Re: Async exceptions during distributed update

Jay Potharaju Mon, 14 May 2018 08:17:24 -0700

Adding some more context to my last email....
Solr:6.6.3
2 nodes : 3 shards each
No replication .
Can someone answer the following questions 
1) any ideas on why the following errors keep happening. AFAIK streaming solr 
clients error is  because of timeouts when connecting to other nodes. 
Async errors are also network related as explained earlier in the email by Emir.
There were no network issues but the error has comeback and filling up my logs. 
2) is anyone using solr 6.6.3 in production and what has their experience been 
so far.
3) is there any good documentation or blog post that would explain about inner 
working of solrcloud networking?


Thanks
Jay
org.apache.solr.update.StreamingSolrClients  
>  
> org.apache.solr.update.processor.DistributedUpdateProcessor$DistributedUpdatesAsyncException:
>  Async exception during 


> On May 13, 2018, at 9:21 PM, Jay Potharaju <jspothar...@gmail.com> wrote:
> 
> Hi,
> I restarted both my solr servers but I am seeing the async error again. In 
> older 5x version of solrcloud, solr would normally recover gracefully in case 
> of network errors, but solr 6.6.3 does not seem to be doing that. At this 
> time I am not doing only a small percentage of  deletebyquery operations, its 
> mostly indexing of documents only.

::::

**Given instruction 1:** In the Solr async exceptions thread, how many nodes and shards does the setup use?
**Given instruction 2:** Continue the Solr async exceptions thread, starting after its final sentence.
The rows have no role in this.

**Supplied entries:**
::::

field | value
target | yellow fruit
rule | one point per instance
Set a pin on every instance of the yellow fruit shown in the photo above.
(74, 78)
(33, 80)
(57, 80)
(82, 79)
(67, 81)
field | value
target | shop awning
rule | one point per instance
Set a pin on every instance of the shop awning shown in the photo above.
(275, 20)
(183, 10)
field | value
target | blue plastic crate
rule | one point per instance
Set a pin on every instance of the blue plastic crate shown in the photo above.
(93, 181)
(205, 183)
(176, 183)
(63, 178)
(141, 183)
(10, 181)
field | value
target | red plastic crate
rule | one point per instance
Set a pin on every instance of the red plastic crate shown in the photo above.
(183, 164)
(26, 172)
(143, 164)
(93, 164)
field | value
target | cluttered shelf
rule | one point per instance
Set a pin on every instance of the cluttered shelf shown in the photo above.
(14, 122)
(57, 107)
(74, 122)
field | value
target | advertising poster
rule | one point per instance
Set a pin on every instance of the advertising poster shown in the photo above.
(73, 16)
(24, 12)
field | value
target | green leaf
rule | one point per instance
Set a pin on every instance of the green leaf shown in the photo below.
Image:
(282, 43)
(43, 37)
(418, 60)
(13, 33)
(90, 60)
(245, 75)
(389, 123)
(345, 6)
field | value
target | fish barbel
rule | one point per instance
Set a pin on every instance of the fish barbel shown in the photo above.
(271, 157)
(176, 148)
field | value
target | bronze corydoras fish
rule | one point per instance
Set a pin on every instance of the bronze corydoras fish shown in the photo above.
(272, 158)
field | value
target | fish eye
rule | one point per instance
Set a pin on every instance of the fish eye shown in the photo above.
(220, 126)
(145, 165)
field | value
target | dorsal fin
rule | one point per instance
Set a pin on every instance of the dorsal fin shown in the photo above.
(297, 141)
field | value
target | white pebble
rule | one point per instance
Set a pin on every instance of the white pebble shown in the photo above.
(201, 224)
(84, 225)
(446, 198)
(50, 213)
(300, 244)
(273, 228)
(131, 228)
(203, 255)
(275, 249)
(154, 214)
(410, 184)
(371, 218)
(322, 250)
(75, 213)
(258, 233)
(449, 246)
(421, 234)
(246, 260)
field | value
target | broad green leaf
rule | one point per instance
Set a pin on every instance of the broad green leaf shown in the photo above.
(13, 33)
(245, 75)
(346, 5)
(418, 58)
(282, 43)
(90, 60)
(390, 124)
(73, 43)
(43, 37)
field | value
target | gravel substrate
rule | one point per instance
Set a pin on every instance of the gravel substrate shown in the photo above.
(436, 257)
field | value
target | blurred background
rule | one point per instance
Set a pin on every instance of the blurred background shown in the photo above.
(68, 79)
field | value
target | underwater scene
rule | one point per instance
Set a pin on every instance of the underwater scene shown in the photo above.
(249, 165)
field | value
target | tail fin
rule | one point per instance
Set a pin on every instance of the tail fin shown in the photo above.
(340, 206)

::::

**Written answer 1:** Two nodes with three shards each.

**Written answer 2:**
> I have not noticed any network blip like last time.  Any suggestions or is 
> any else also having the same issue on solr 6.6.3?
> 
>   I am again seeing the following two errors back to back. 
> 
>  ERROR org.apache.solr.update.StreamingSolrClients  
>  
> org.apache.solr.update.processor.DistributedUpdateProcessor$DistributedUpdatesAsyncException:
>  Async exception during distributed update: Read timed out
> Thanks
> Jay 
>  
> 
> 
>> On Wed, May 9, 2018 at 12:34 AM Emir Arnautović 
>> <emir.arnauto...@sematext.com> wrote:
>> Hi Jay,
>> Network blip might be the cause, but also the consequence of this issue. 
>> Maybe you can try avoiding DBQ while indexing and see if it is the cause. 
>> You can do thread dump on “the other” node and see if there are blocked 
>> threads and that can give you more clues what’s going on.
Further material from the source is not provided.